PROBLEM:
Write out, exactly as they appear, only the lines running from the line with "Identify the narrow" to the final line of the listing; include both.

Records from a dataset
····················
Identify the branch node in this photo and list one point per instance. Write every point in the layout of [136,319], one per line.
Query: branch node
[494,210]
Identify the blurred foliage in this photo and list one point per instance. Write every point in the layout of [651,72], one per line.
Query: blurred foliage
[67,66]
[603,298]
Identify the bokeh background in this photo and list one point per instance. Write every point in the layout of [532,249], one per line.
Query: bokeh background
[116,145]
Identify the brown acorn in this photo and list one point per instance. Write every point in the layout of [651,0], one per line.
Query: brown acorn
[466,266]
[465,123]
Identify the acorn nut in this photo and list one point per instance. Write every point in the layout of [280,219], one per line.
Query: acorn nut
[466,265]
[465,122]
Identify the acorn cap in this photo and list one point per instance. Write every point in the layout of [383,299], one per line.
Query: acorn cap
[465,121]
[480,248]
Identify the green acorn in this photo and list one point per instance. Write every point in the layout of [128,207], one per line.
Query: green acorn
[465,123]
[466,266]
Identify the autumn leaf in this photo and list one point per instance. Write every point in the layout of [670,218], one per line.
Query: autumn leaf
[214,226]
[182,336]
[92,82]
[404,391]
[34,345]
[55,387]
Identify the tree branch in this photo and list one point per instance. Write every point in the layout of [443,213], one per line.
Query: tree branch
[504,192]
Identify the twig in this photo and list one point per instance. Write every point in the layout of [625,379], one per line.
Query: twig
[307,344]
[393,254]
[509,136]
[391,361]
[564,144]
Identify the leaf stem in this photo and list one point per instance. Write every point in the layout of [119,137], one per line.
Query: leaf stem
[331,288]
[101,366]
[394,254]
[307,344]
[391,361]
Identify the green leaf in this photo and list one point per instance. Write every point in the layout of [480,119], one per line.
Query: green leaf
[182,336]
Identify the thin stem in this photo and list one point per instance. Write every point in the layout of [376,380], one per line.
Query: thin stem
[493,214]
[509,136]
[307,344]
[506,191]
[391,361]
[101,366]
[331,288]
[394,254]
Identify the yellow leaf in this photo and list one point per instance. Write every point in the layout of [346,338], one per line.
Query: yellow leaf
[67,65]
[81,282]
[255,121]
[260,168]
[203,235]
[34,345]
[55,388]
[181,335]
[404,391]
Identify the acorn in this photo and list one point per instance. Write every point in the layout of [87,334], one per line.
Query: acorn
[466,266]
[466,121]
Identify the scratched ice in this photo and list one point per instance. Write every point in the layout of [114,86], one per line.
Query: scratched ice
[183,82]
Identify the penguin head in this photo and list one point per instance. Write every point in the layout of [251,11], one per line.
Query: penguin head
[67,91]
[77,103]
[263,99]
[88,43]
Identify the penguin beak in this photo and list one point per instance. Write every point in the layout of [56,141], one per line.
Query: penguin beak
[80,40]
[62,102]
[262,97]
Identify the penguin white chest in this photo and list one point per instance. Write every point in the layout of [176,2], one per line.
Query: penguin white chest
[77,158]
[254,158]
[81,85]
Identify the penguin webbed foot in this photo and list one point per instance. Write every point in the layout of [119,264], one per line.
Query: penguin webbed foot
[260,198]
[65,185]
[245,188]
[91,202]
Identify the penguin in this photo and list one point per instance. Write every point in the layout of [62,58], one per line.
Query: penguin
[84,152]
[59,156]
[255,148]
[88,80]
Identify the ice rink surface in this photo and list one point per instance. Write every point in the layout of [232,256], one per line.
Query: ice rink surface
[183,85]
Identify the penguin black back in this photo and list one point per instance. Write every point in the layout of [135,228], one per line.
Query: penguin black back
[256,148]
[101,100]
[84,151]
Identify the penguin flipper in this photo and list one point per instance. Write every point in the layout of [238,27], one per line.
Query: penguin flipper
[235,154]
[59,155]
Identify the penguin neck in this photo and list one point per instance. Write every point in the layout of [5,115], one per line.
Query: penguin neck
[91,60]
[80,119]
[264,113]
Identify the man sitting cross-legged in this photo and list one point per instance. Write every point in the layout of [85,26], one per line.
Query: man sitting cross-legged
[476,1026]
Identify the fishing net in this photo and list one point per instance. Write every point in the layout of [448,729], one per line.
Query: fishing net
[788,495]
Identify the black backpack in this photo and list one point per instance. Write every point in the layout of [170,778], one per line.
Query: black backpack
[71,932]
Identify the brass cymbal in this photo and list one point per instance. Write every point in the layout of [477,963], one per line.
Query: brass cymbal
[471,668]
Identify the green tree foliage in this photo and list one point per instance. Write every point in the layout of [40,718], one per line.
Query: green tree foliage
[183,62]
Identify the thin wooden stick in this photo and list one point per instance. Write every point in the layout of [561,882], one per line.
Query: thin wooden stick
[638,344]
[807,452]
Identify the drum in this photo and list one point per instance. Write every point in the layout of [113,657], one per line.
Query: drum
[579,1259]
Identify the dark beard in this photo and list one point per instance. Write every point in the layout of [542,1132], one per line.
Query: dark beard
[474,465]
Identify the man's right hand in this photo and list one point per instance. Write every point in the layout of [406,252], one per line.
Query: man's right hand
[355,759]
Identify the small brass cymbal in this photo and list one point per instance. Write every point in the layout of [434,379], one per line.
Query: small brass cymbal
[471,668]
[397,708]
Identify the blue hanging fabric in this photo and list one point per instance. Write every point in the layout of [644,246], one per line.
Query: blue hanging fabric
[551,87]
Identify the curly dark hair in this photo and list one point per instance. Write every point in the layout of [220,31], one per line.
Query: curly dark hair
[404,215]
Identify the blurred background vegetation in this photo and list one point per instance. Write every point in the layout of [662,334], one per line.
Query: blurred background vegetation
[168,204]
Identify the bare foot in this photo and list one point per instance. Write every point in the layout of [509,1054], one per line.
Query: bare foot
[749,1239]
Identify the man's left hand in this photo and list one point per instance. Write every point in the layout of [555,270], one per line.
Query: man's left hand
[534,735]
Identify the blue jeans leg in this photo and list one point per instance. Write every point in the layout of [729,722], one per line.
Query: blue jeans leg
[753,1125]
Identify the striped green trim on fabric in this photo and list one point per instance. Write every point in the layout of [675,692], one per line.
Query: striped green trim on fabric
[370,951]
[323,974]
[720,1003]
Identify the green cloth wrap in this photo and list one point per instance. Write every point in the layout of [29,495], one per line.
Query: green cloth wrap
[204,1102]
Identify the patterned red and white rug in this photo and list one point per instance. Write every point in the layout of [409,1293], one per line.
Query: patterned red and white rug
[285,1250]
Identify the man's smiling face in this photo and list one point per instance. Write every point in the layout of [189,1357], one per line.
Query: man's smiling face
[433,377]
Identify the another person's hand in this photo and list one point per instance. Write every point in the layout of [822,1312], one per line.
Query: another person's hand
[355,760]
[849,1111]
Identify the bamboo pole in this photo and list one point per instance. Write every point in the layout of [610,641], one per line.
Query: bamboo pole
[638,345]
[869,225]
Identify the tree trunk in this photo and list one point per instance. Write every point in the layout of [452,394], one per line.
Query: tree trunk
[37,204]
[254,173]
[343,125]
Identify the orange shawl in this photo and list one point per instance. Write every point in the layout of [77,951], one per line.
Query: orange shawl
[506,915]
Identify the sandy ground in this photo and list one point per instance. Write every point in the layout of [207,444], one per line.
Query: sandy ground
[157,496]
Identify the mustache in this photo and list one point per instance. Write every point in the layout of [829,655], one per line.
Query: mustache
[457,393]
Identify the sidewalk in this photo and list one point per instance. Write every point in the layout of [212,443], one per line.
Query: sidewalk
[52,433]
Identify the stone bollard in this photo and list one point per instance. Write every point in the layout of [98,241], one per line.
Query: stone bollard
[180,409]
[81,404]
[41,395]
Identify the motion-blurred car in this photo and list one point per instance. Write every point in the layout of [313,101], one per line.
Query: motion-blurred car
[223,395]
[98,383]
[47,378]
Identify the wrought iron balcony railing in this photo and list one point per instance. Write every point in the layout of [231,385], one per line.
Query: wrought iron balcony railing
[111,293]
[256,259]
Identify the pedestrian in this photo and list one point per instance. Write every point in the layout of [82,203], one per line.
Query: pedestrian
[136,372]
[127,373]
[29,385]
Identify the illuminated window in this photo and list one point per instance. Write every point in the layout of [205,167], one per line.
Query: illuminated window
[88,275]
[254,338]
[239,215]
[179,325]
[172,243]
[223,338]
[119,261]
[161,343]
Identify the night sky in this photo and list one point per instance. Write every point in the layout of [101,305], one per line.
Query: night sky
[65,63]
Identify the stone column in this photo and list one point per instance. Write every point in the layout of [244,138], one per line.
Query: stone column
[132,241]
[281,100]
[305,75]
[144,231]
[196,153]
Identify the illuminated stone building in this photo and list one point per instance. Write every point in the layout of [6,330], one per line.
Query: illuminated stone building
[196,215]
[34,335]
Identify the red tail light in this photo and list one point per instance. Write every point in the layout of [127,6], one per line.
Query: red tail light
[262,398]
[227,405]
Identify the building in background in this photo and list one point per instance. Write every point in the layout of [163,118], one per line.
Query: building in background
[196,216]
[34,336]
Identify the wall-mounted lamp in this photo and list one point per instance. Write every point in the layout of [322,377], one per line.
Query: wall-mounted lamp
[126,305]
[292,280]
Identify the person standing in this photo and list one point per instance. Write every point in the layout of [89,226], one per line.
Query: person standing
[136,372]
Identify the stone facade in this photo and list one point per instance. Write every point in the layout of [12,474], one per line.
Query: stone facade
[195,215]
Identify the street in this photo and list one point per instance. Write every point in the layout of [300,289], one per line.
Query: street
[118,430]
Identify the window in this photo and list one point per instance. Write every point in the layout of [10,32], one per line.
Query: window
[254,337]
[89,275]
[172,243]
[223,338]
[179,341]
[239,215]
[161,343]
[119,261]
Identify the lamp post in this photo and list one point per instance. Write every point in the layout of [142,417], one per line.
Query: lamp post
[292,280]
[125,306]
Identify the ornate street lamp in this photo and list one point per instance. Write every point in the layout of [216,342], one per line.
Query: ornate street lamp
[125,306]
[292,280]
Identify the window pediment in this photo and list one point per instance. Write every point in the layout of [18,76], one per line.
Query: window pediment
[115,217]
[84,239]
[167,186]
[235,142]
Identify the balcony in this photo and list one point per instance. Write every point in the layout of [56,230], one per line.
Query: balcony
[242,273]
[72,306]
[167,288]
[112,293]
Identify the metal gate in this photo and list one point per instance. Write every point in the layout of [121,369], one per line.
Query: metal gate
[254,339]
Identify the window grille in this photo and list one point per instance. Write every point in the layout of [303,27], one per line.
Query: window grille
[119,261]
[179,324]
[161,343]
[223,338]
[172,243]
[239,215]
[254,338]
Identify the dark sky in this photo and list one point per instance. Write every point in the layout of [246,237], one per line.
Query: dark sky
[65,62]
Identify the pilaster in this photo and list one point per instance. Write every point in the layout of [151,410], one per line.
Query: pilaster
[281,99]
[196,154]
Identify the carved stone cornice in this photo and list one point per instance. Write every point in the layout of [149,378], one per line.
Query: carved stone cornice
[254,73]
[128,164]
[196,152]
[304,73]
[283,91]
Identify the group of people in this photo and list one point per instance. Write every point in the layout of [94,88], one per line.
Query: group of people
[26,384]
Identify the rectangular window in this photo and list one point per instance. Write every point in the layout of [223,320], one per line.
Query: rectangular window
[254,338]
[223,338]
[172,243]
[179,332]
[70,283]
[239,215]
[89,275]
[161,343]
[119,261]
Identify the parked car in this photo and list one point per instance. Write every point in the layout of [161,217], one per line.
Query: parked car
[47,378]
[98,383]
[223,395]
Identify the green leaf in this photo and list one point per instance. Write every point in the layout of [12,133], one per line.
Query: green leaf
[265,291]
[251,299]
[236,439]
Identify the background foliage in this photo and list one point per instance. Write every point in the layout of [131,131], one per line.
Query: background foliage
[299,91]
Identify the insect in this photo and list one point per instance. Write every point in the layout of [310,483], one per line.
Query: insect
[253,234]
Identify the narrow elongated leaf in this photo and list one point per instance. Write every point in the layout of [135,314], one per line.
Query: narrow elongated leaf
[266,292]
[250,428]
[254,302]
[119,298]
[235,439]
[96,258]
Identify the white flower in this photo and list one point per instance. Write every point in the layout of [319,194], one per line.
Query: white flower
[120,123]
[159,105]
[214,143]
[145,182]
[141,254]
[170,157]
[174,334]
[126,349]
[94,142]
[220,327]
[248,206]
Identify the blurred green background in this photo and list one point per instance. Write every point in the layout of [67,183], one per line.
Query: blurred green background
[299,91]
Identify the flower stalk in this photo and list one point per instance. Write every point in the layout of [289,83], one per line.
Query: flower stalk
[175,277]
····················
RESULT OF THIS TASK:
Identify the narrow elongated leaf in this photo and list one point per instance. Write every point in the layout of [135,314], one per line.
Query: narrow elongated leaf
[266,292]
[250,428]
[254,302]
[119,298]
[235,439]
[96,258]
Identify the white flower in this photo and list one point per instance. Write every point in the layout of [319,194], one per line.
Query: white flower
[120,123]
[159,105]
[214,143]
[145,182]
[141,254]
[170,157]
[174,334]
[126,349]
[94,142]
[220,327]
[248,206]
Identify the blurred green background in this photo and list one point per instance. Write every point in the layout of [67,183], one per line.
Query: blurred green background
[299,91]
Identify the flower stalk in this photo and list one point per instance. Write every point in the layout of [289,83], one per line.
Query: flower stalk
[175,277]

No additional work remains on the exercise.